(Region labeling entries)
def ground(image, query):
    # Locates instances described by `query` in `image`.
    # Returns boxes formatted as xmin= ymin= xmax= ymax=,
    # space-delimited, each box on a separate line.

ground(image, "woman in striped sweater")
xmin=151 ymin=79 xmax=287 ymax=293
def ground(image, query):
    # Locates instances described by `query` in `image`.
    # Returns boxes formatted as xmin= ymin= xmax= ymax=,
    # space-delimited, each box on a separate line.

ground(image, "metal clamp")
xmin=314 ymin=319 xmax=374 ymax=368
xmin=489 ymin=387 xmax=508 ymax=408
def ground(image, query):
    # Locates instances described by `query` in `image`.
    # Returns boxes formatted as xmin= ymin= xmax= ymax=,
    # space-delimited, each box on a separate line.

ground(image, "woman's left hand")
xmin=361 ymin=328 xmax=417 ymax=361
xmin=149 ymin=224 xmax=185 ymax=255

Exercise prompt
Rewrite the entries above, substituting "comma-separated" for every occurrence of "space-delimited" and keeping every other character unchanged.

Task response
def ground(image, query):
    # Locates instances described by `query` in `image`.
    # Returns boxes formatted as xmin= ymin= xmax= ymax=,
    # comma-separated, each box on a separate line.

ground(image, "woman in striped sweater")
xmin=151 ymin=79 xmax=287 ymax=293
def ground(image, query):
    # Locates instances described by `query` in `image`.
    # Returns boxes formatted as xmin= ymin= xmax= ymax=,
    # comma-separated, each box on a separate line.

ground(image, "metal clamp")
xmin=314 ymin=319 xmax=374 ymax=368
xmin=489 ymin=387 xmax=508 ymax=408
def ground(image, query):
    # Locates instances described by `query` in `image`.
    # Returns boxes formatted as xmin= ymin= xmax= ymax=,
    # comma-separated, each box on a separate line.

ground(image, "woman's left hand")
xmin=361 ymin=328 xmax=417 ymax=361
xmin=149 ymin=224 xmax=185 ymax=255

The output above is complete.